Passage for review ::
By Andrew Keshner
Credit Karma has reached a $3 million settlement with the Federal Trade Commission after allegedly misleading users shopping for credit cards by informing them about “pre-approved” offers that later resulted in rejection.
Though Credit Karma users heard language like “pre-approved” and “90% odds” in emailed notices about offers from third-party card issuers, it didn’t always pan out that way.
In many “pre-approved” offers, it ended with nearly one-third of consumers getting turned down once the issuer proceeded with the underwriting review process, the federal regulator said.
Though Credit Karma flagged the possible chances of rejection in the notices, that wording allegedly didn’t appear as prominently as the company’s notices about pre-approval, the FTC said.
Credit Karma’s internal testing studied the “click rates” with pre-approval language and a training manual told customer service representatives how to handle the complaints of empty-handed users, the FTC’s complaint noted.

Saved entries
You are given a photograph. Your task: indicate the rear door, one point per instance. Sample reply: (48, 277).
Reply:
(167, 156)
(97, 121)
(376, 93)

Activity A ::
List every distinct term that the Credit Karma article places in quotation marks.
Activity B ::
Transcribe the part of the Credit Karma article starting with "Though Credit Karma users" and going on through "the FTC said.".

Written reply A ::
pre-approved
90% odds
click rates

Written reply B ::
Though Credit Karma users heard language like “pre-approved” and “90% odds” in emailed notices about offers from third-party card issuers, it didn’t always pan out that way.
In many “pre-approved” offers, it ended with nearly one-third of consumers getting turned down once the issuer proceeded with the underwriting review process, the federal regulator said.
Though Credit Karma flagged the possible chances of rejection in the notices, that wording allegedly didn’t appear as prominently as the company’s notices about pre-approval, the FTC said.